### [TASK GOAL]
Would you copy out the whole listing exactly as given?

### [DATA SUPPLIED]
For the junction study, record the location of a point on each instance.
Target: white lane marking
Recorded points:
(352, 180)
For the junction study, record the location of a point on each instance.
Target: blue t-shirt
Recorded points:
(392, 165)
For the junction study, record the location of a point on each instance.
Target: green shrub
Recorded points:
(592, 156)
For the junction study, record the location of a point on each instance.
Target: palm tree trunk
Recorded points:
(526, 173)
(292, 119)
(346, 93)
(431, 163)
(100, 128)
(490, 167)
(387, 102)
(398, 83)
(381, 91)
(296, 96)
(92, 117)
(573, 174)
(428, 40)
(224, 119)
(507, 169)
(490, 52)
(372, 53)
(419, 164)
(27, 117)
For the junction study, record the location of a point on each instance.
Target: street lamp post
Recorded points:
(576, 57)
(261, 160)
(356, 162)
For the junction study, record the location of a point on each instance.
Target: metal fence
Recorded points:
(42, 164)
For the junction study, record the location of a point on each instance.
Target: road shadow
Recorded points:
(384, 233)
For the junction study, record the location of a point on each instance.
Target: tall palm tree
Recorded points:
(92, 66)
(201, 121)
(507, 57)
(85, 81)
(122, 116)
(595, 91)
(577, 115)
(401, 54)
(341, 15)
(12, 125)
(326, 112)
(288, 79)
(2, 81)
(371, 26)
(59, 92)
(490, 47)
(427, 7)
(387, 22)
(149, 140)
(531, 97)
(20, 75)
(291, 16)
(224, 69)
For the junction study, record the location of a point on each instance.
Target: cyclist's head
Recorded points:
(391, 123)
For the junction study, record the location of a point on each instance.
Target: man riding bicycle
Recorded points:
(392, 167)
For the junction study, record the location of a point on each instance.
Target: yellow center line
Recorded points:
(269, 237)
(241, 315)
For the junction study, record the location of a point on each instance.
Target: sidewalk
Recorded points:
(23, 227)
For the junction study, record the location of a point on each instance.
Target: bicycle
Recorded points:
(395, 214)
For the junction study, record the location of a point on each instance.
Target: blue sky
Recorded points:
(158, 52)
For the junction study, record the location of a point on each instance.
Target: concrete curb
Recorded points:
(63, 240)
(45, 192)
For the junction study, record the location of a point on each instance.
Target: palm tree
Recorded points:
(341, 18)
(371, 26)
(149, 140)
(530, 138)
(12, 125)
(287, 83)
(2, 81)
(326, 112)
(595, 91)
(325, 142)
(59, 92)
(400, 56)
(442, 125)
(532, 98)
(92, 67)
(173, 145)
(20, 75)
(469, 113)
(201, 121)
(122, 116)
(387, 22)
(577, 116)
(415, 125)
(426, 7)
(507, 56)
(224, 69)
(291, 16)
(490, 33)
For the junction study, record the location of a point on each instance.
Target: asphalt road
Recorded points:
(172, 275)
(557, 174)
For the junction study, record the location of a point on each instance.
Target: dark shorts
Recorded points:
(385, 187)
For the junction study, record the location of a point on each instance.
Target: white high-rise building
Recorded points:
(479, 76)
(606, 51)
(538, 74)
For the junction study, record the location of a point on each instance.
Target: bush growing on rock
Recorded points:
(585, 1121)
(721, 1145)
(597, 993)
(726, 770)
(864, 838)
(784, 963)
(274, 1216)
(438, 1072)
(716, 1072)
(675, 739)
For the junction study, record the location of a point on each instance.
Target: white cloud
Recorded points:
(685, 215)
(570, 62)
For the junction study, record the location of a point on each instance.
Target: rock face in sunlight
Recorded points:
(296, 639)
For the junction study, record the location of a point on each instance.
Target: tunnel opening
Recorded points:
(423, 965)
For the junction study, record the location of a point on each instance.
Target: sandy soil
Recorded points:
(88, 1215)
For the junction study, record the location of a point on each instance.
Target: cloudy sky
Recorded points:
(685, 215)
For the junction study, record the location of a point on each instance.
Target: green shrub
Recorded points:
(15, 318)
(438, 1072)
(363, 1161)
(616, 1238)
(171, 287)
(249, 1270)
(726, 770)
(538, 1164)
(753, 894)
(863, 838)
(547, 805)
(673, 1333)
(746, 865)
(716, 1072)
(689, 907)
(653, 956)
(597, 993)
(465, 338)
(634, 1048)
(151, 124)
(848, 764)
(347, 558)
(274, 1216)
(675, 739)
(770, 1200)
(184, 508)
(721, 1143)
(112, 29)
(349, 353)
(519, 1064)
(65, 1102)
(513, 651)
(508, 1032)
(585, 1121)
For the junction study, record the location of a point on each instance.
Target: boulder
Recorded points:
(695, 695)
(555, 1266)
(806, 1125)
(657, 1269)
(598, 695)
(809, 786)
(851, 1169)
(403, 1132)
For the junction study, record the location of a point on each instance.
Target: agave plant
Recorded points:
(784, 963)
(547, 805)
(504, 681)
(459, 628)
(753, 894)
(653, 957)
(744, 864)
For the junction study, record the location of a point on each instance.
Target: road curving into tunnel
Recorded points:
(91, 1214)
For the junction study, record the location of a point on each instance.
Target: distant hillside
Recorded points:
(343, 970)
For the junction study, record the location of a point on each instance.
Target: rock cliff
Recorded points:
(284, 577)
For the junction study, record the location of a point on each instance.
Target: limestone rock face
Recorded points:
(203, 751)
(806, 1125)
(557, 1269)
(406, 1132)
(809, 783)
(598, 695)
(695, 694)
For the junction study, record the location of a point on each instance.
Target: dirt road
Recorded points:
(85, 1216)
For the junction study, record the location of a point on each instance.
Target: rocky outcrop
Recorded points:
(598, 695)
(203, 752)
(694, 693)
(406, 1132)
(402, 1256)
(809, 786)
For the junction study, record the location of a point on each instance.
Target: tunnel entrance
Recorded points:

### [ANSWER TO THE EXERCISE]
For the junction study, record the location of a point on each instance.
Target: white lane marking
Recorded points:
(352, 180)
For the junction study, record the location of a point on each instance.
Target: blue t-shirt
Recorded points:
(392, 165)
For the junction study, record the location of a point on each instance.
Target: green shrub
Recorded points:
(592, 156)
For the junction study, record the location of a point on each instance.
Target: palm tree trunk
Recorded points:
(526, 173)
(292, 119)
(346, 93)
(431, 163)
(100, 128)
(490, 167)
(387, 102)
(398, 83)
(381, 91)
(296, 96)
(92, 117)
(573, 174)
(428, 40)
(224, 119)
(507, 169)
(490, 52)
(372, 53)
(419, 164)
(27, 117)
For the junction study, record the location of a point on each instance.
Target: street lamp post
Recorded points:
(576, 57)
(261, 160)
(356, 162)
For the junction study, record the location of a point on each instance.
Target: metal fence
Recorded points:
(42, 164)
For the junction study, record the location of a point on each instance.
Target: road shadow
Recorded points:
(384, 233)
For the junction study, record the location of a point on each instance.
Target: tall palm tree
Recorded points:
(92, 66)
(201, 121)
(507, 57)
(85, 81)
(122, 116)
(595, 91)
(577, 115)
(401, 54)
(341, 15)
(12, 125)
(326, 112)
(288, 79)
(2, 81)
(371, 26)
(59, 92)
(490, 47)
(427, 7)
(387, 22)
(149, 140)
(531, 97)
(20, 75)
(291, 16)
(224, 69)
For the junction study, record the location of a point on each instance.
Target: cyclist's head
Recorded points:
(391, 123)
For the junction study, record the location of a point on each instance.
Target: man riding bicycle
Recorded points:
(392, 167)
For the junction study, record the location of a point on each instance.
Target: yellow center line
Recorded points:
(269, 237)
(241, 315)
For the junction study, record the location of a point on each instance.
Target: sidewalk
Recorded points:
(23, 227)
For the junction study, record the location of a point on each instance.
Target: bicycle
Recorded points:
(395, 214)
For the junction study, record the location of a point on each instance.
Target: blue sky
Recorded points:
(158, 52)
For the junction study, record the location of a point on each instance.
Target: concrete curb
Recorded points:
(63, 240)
(45, 192)
For the junction study, record the location of a point on each instance.
Target: palm tree
Recorded points:
(341, 18)
(371, 26)
(149, 140)
(530, 138)
(12, 125)
(287, 83)
(2, 81)
(326, 112)
(595, 91)
(325, 142)
(59, 92)
(400, 56)
(442, 125)
(532, 98)
(92, 67)
(173, 145)
(20, 75)
(469, 113)
(201, 121)
(122, 116)
(387, 22)
(577, 116)
(415, 125)
(426, 7)
(507, 56)
(224, 69)
(291, 16)
(490, 33)
For the junction study, record the location of a point on each instance.
Target: asphalt road
Recorded points:
(172, 275)
(557, 174)
For the junction study, record the location of a point on each instance.
Target: dark shorts
Recorded points:
(385, 187)
For the junction study, record the location of a point on each instance.
Target: white high-rise building
Recorded points:
(479, 76)
(606, 51)
(538, 74)
For the junction study, record the location of a point on each instance.
Target: bush growing on rock
Recorded points:
(585, 1121)
(721, 1145)
(597, 993)
(726, 770)
(864, 838)
(784, 963)
(274, 1216)
(438, 1072)
(716, 1072)
(675, 739)
For the junction study, record the location of a point on each instance.
Target: white cloud
Recorded points:
(685, 215)
(570, 62)
For the junction study, record the location of a point on each instance.
Target: rock face in sunlight
Recorded points:
(296, 639)
For the junction study, record the location of a point on each instance.
Target: tunnel opening
Recorded points:
(423, 965)
For the junction study, record the location of a point on each instance.
Target: sandy soil
Recorded points:
(88, 1215)
For the junction study, record the location of a point on each instance.
Target: cloudy sky
Recorded points:
(685, 215)
For the junction study, record the location of a point on each instance.
Target: green shrub
Recorded points:
(15, 318)
(438, 1072)
(363, 1161)
(616, 1238)
(171, 287)
(249, 1270)
(726, 770)
(538, 1164)
(753, 894)
(863, 838)
(547, 805)
(673, 1333)
(746, 865)
(716, 1072)
(689, 907)
(653, 956)
(597, 993)
(465, 338)
(634, 1048)
(151, 124)
(848, 764)
(347, 558)
(274, 1216)
(675, 739)
(770, 1200)
(184, 508)
(721, 1143)
(112, 29)
(349, 353)
(519, 1064)
(65, 1102)
(513, 651)
(508, 1032)
(585, 1121)
For the junction study, record the location of a point on each instance.
Target: boulder
Recorded points:
(695, 695)
(555, 1266)
(806, 1125)
(657, 1269)
(598, 695)
(809, 786)
(851, 1169)
(403, 1132)
For the junction study, record the location of a point on each instance.
Target: agave plant
Recorded points:
(784, 963)
(547, 805)
(504, 681)
(459, 628)
(753, 894)
(653, 957)
(744, 864)
For the junction study, record the location of a point on each instance.
Target: road curving into tunnel
Recorded points:
(91, 1214)
For the junction study, record the location of a point on each instance.
Target: distant hillside
Recorded points:
(343, 970)
For the junction study, record the location of a point on each instance.
Target: rock cliff
Recorded points:
(284, 577)
For the junction study, record the location of a point on each instance.
Target: limestone rock face
Recorded points:
(203, 751)
(806, 1125)
(557, 1269)
(406, 1132)
(809, 783)
(598, 695)
(695, 694)
For the junction study, record the location of a point on each instance.
Target: dirt road
Recorded points:
(85, 1216)
For the junction study, record the location of a point on each instance.
Target: rocky outcrop
Recorded points:
(598, 695)
(203, 752)
(694, 693)
(406, 1132)
(402, 1256)
(809, 786)
For the junction study, record the location of a point on each instance.
Target: tunnel entrance
Recorded points:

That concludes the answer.